### Given text
== == ==

Town in Kerala, India +91

Valanchery is a municipal town in Tirur Taluk, Malappuram district, Kerala, India. It is located about 40 km southeast of Karipur International Airport and 25 km south of the district headquarters, and forms a part of Malappuram metropolitan area. National Highway 66, from to Panvel to Kanyakumari, passes through Valanchery. During British Raj, Valanchery was included in the Ponnani Taluk of the erstwhile Malabar District.

==History==
===Early medieval period===
Valanchery was originally part of the Valluvanad Swaroopam dynasty in the early medieval period (12th century CE). Valluvanad was an erstwhile princely state in the present state of Kerala, that extended from the Bharathappuzha river in the South to the Panthaloor Mala in the North. On the west, it was bounded by the Arabian Sea at Ponnani and on the east by the Attappadi Hills during their zenith in the early Middle Ages. The capital of erstwhile Valluvanad was at the present-day town of Angadipuram. According to local legends, the last Cheraman Perumal ruler gave a vast extension of land in South Malabar during his journey to Mecca to one of their governors, Valluvakonathiri, and left for pilgrimage. Valluvanad was famous for the Mamankam festivals, held once in 12 years and the endless wars against the Samoothiri of Kozhikode.

== == ==

### Given data

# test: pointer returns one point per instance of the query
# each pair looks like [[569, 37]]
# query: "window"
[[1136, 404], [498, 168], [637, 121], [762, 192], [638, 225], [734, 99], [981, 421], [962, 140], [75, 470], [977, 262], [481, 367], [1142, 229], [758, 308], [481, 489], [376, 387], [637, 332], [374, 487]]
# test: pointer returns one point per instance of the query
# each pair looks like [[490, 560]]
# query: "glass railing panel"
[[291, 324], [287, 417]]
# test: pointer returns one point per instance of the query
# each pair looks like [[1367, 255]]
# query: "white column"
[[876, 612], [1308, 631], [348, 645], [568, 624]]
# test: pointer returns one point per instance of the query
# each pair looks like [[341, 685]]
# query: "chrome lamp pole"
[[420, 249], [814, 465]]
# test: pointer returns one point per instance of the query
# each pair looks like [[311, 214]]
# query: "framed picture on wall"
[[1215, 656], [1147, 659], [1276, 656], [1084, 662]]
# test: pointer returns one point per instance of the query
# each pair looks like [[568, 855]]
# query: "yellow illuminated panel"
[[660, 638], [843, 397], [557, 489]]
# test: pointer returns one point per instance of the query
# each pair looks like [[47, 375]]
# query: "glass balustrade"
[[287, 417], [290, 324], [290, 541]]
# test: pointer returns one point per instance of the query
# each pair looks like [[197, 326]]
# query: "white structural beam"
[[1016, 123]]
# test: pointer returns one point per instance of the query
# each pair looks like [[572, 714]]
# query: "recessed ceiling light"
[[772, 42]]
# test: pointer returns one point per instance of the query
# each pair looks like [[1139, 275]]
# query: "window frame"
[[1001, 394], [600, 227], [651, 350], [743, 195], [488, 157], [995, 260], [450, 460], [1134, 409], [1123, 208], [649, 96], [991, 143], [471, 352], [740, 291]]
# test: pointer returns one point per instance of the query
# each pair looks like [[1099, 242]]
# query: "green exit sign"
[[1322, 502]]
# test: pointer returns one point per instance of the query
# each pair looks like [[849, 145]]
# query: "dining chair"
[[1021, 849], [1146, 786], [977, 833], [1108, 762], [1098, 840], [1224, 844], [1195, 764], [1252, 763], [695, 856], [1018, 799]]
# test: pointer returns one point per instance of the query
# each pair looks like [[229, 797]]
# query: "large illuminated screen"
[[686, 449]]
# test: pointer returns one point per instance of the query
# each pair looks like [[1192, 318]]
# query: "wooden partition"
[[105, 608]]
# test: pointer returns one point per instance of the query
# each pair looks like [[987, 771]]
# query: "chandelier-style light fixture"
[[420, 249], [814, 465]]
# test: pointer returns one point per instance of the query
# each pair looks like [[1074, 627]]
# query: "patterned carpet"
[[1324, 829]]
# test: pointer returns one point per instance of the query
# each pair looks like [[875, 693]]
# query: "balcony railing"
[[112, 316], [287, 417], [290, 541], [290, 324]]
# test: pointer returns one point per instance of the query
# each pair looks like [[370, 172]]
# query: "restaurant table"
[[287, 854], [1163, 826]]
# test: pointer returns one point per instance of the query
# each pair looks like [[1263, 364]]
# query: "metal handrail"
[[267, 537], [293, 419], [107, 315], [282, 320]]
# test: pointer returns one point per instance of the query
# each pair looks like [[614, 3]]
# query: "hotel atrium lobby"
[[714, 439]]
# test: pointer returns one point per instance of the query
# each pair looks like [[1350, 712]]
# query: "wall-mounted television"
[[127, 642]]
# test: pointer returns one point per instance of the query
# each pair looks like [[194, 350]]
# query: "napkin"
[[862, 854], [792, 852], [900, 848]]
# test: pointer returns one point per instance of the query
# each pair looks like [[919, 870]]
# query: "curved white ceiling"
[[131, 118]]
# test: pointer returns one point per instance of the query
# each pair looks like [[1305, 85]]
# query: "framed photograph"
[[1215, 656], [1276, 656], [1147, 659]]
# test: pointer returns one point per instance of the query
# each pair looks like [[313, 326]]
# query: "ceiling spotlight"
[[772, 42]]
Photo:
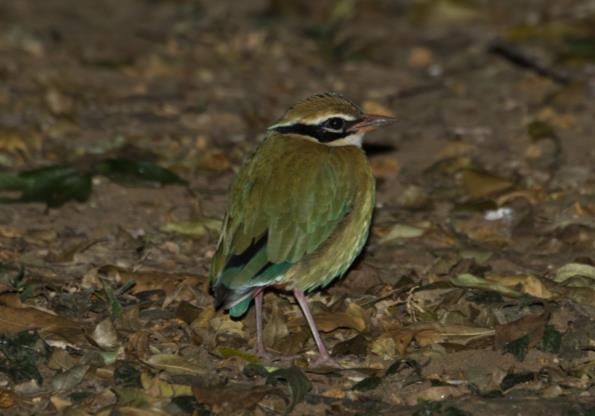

== == ==

### Work instruction 1
Answer these questions using the Valanchery text:
(a) How far from Karipur International Airport is Valanchery, and in which direction?
(b) Which present-day town was the capital of Valluvanad?
(c) How often were the Mamankam festivals held?
### Work instruction 2
Say whether each statement agrees with the Valanchery text, and quote the words that decide it:
(a) During the British Raj, Valanchery belonged to the Ponnani Taluk of Malabar District.
(b) Valluvanad was bounded on the east by the Arabian Sea.
(c) Valanchery lies north of the district headquarters.

### Task solution 1
(a) About 40 km southeast.
(b) Angadipuram.
(c) Once in 12 years.

### Task solution 2
(a) Yes: "During British Raj, Valanchery was included in the Ponnani Taluk of the erstwhile Malabar District."
(b) No: "On the west, it was bounded by the Arabian Sea at Ponnani and on the east by the Attappadi Hills"
(c) No: "25 km south of the district headquarters"